Copy every line of the records below, character for character, with no changes.
____
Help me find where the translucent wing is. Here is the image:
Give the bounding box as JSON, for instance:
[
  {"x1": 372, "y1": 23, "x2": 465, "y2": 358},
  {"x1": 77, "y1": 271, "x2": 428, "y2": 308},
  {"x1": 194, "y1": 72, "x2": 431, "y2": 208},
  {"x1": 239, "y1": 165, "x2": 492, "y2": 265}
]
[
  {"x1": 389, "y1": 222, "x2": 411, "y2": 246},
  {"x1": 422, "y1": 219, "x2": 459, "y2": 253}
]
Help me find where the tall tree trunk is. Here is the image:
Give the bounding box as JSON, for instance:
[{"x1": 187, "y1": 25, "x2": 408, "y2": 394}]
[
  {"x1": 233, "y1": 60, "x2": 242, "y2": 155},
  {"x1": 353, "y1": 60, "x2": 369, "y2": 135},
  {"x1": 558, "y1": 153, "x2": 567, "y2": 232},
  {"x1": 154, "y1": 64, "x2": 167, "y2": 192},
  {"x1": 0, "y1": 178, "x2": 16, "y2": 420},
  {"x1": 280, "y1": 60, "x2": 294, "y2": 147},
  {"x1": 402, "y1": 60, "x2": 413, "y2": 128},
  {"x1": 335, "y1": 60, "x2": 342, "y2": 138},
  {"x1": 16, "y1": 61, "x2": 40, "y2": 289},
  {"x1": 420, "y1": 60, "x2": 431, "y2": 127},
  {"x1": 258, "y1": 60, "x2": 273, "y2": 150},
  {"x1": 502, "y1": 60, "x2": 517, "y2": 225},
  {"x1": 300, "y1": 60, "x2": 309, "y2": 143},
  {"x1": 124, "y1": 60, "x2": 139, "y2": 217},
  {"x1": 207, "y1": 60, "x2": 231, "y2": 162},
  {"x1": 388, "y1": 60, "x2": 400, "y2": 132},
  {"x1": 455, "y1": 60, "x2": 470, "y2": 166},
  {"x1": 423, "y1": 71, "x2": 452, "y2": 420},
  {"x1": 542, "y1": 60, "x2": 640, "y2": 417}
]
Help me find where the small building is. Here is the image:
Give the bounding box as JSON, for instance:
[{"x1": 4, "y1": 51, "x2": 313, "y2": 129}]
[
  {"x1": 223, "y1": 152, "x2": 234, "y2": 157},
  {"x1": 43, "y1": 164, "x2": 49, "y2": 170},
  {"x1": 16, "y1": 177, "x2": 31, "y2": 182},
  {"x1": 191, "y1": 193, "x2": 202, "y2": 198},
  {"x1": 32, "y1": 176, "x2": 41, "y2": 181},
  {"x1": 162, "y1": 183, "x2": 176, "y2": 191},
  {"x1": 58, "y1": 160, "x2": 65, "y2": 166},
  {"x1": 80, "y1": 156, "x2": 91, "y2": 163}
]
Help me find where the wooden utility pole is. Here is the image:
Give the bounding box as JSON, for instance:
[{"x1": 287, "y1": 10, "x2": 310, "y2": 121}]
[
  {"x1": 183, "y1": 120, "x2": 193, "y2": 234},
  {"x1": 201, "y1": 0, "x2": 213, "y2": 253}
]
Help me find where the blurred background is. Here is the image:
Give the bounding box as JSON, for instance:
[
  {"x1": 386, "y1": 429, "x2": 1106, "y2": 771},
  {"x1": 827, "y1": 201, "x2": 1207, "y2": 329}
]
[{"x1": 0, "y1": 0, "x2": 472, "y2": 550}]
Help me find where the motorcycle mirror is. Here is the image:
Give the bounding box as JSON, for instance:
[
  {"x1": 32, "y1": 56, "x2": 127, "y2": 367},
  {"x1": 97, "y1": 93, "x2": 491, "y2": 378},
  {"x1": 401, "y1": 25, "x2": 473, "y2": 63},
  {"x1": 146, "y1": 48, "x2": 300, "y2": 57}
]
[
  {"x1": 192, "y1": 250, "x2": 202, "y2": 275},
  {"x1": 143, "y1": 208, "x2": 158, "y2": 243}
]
____
▶ **ANSWER TO THIS EXERCISE**:
Help me find where the translucent wing is. Here is the image:
Give the bounding box as JSON, for instance:
[
  {"x1": 372, "y1": 23, "x2": 465, "y2": 358},
  {"x1": 77, "y1": 271, "x2": 428, "y2": 308},
  {"x1": 194, "y1": 72, "x2": 431, "y2": 208},
  {"x1": 239, "y1": 165, "x2": 492, "y2": 265}
]
[
  {"x1": 389, "y1": 222, "x2": 411, "y2": 246},
  {"x1": 422, "y1": 219, "x2": 459, "y2": 253}
]
Help me find where the tall tree trunk is. Here is the image:
Give the bounding box as JSON, for instance:
[{"x1": 187, "y1": 25, "x2": 408, "y2": 394}]
[
  {"x1": 233, "y1": 60, "x2": 242, "y2": 155},
  {"x1": 353, "y1": 60, "x2": 369, "y2": 135},
  {"x1": 558, "y1": 153, "x2": 567, "y2": 232},
  {"x1": 154, "y1": 64, "x2": 167, "y2": 192},
  {"x1": 0, "y1": 178, "x2": 16, "y2": 420},
  {"x1": 280, "y1": 60, "x2": 294, "y2": 147},
  {"x1": 402, "y1": 60, "x2": 413, "y2": 128},
  {"x1": 335, "y1": 60, "x2": 342, "y2": 138},
  {"x1": 16, "y1": 61, "x2": 40, "y2": 289},
  {"x1": 420, "y1": 60, "x2": 431, "y2": 127},
  {"x1": 258, "y1": 60, "x2": 273, "y2": 150},
  {"x1": 502, "y1": 60, "x2": 517, "y2": 225},
  {"x1": 300, "y1": 60, "x2": 309, "y2": 143},
  {"x1": 124, "y1": 60, "x2": 139, "y2": 217},
  {"x1": 207, "y1": 60, "x2": 231, "y2": 162},
  {"x1": 388, "y1": 60, "x2": 400, "y2": 132},
  {"x1": 455, "y1": 60, "x2": 470, "y2": 166},
  {"x1": 423, "y1": 71, "x2": 452, "y2": 420},
  {"x1": 542, "y1": 60, "x2": 640, "y2": 417}
]
Help me find where the small building is. Here is the image:
Give the bounding box as JSON, for instance:
[{"x1": 4, "y1": 51, "x2": 313, "y2": 129}]
[
  {"x1": 223, "y1": 152, "x2": 234, "y2": 157},
  {"x1": 43, "y1": 164, "x2": 49, "y2": 170},
  {"x1": 16, "y1": 177, "x2": 31, "y2": 182},
  {"x1": 191, "y1": 193, "x2": 202, "y2": 198},
  {"x1": 32, "y1": 176, "x2": 41, "y2": 181},
  {"x1": 162, "y1": 183, "x2": 176, "y2": 191},
  {"x1": 58, "y1": 160, "x2": 65, "y2": 166},
  {"x1": 80, "y1": 156, "x2": 91, "y2": 163}
]
Help me find where the wooden utility pole is. Here is the image:
Give the bounding box as JSON, for instance:
[{"x1": 287, "y1": 10, "x2": 310, "y2": 121}]
[
  {"x1": 183, "y1": 120, "x2": 193, "y2": 234},
  {"x1": 201, "y1": 0, "x2": 213, "y2": 253}
]
Help me find where the blurred background is. Here is the image:
Give the bounding box as JSON, for instance:
[
  {"x1": 386, "y1": 429, "x2": 1106, "y2": 771},
  {"x1": 827, "y1": 201, "x2": 1207, "y2": 329}
]
[{"x1": 0, "y1": 0, "x2": 472, "y2": 550}]
Help me find where the motorcycle mirror is. Here is the image:
Give the bounding box as JSON, for instance:
[
  {"x1": 32, "y1": 56, "x2": 127, "y2": 367},
  {"x1": 97, "y1": 93, "x2": 491, "y2": 378},
  {"x1": 401, "y1": 25, "x2": 473, "y2": 63},
  {"x1": 146, "y1": 48, "x2": 300, "y2": 57}
]
[
  {"x1": 192, "y1": 250, "x2": 202, "y2": 275},
  {"x1": 143, "y1": 208, "x2": 158, "y2": 243}
]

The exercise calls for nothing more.